**Exercise tasks**
1. Copy word for word the part of the blog post about a positive COVID-19 test that begins at the words "Fast forward to" and stops after "was clearly asymptomatic).".
2. Continue the blog post about a positive COVID-19 test, starting right after its last sentence.

Fast forward to today, I feel myself almost intentionally becoming more and more scarce in any platform, but thank you Mad, for allowing me to feel this kind of freedom and safe space again. Here’s a little throwback entry to how I would’ve blogged circa 2009:
Just a couple of days ago, I was more than excited to go back to work after almost a year of “WFH.” I bought a new lunchbox because this new normal office situation means no lunch outs. That same day I bought a lunch box, I got a call from my HR telling me I’m positive.
You guessed it, I was positive for the infamous COVID-19 virus. Immediately, I had to cancel plans I had that same day. I was heart broken and disappointed and I couldn’t help but blame myself. Was I not being careful? Guilt ate me up more than anything. (If you hadn’t already assumed, I was clearly asymptomatic).
Without having any symptoms, you’d be worried about the “domino” effect it would have on the people surrounding you. You’d be worried about the hassle and their loss in economic opportunities. But anyway, I was more than convinced to take the test again. After all the self beating, tears, and rolling on the floor, the 2nd test came out negative (what a relief). But how uncanny for things to come full circle in 365 days.

**Exercise data**
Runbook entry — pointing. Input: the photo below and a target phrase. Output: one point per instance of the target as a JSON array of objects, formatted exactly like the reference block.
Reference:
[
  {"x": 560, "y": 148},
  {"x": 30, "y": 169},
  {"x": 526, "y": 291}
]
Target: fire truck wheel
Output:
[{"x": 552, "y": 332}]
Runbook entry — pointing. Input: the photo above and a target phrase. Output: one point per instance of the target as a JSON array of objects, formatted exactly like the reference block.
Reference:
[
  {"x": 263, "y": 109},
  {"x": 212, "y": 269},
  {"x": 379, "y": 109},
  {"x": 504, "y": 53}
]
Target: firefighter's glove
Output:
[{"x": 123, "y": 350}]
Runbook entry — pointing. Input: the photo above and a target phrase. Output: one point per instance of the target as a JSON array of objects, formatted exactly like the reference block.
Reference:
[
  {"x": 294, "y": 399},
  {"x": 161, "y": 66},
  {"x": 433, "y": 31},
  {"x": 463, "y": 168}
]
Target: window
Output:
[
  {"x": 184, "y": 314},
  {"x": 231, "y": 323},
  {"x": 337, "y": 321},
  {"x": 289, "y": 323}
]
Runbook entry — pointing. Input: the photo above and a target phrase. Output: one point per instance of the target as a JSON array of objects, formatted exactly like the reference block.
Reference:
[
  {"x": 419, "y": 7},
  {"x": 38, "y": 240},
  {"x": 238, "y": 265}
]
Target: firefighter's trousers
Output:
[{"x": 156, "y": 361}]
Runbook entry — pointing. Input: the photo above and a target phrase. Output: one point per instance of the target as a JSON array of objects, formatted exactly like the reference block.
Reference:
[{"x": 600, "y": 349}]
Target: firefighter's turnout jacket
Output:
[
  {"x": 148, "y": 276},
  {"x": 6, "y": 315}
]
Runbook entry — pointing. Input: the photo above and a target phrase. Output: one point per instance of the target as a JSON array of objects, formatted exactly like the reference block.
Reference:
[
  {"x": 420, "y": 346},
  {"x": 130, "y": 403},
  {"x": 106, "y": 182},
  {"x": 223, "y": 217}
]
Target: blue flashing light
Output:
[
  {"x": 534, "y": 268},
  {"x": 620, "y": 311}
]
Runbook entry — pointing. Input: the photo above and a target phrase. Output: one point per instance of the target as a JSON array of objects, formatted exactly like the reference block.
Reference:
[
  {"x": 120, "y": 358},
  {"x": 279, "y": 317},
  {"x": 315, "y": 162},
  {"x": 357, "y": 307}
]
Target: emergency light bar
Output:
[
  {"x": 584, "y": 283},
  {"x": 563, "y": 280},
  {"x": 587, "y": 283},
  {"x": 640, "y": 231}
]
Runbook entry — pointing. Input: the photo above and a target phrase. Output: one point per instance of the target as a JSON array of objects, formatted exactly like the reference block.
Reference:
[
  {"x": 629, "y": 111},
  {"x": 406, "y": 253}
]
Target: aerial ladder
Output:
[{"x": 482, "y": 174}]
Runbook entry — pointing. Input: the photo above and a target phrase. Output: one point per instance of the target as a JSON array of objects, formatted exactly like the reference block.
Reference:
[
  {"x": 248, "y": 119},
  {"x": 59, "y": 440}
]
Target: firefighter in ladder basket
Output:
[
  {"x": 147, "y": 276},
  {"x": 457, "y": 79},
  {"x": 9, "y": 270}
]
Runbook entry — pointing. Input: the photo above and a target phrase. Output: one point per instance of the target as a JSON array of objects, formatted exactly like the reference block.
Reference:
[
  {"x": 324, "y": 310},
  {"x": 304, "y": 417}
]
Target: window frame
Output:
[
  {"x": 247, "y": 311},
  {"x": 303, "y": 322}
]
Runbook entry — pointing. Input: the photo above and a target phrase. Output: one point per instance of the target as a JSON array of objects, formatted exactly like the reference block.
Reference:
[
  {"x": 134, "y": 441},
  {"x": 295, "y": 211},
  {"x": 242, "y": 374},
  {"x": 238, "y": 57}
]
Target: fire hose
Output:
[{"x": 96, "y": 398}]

**Answer list**
1.
Fast forward to today, I feel myself almost intentionally becoming more and more scarce in any platform, but thank you Mad, for allowing me to feel this kind of freedom and safe space again. Here’s a little throwback entry to how I would’ve blogged circa 2009:
Just a couple of days ago, I was more than excited to go back to work after almost a year of “WFH.” I bought a new lunchbox because this new normal office situation means no lunch outs. That same day I bought a lunch box, I got a call from my HR telling me I’m positive.
You guessed it, I was positive for the infamous COVID-19 virus. Immediately, I had to cancel plans I had that same day. I was heart broken and disappointed and I couldn’t help but blame myself. Was I not being careful? Guilt ate me up more than anything. (If you hadn’t already assumed, I was clearly asymptomatic).

2.
Around this time last year, when the word “pandemic” and “quarantine” were really just movie titles and never used in almost every conversation we have daily, my mind was set to take charge of my life. I was in transition from my former job to a brand new job with an International Company. Little did I know, life had its own plan for me and no matter how hard I tried to take control of things, everything else just seemed to be out of my control.
Right after college, I felt like I was just getting by with life and going with the flow of things. Somehow, life always fell rightfully into place, simply satisfactory, neither bad nor good. First of all and most importantly at that time, I had a job that opened more doors for me and piqued interests I never imagined I had. But frankly, I never had a goal in mind, which is why I never really felt like I was making clear cut actions I can tick off in my personal checklist. Again, I was just getting by.
Then I had that freak accident in 2019 – the way I look at it now, that accident seems like a mockery of how I was taking control of my life: Taking it easy, Taking it for granted, Just getting by. After that, I knew I had set out to make 2020 MY YEAR. But hello, Covid-19.
With the pandemic in the background, things change for you and you’re forced to let go of that “wheel,” for at least the first few months of the quarantine. I came back home for the first time in 7 years without a clue when I’ll be coming back to Manila. But I guess my life has this habit of falling right in the way it’s supposed to because there was definitely a silver lining to it all. After 6 months total, home was exactly what I needed.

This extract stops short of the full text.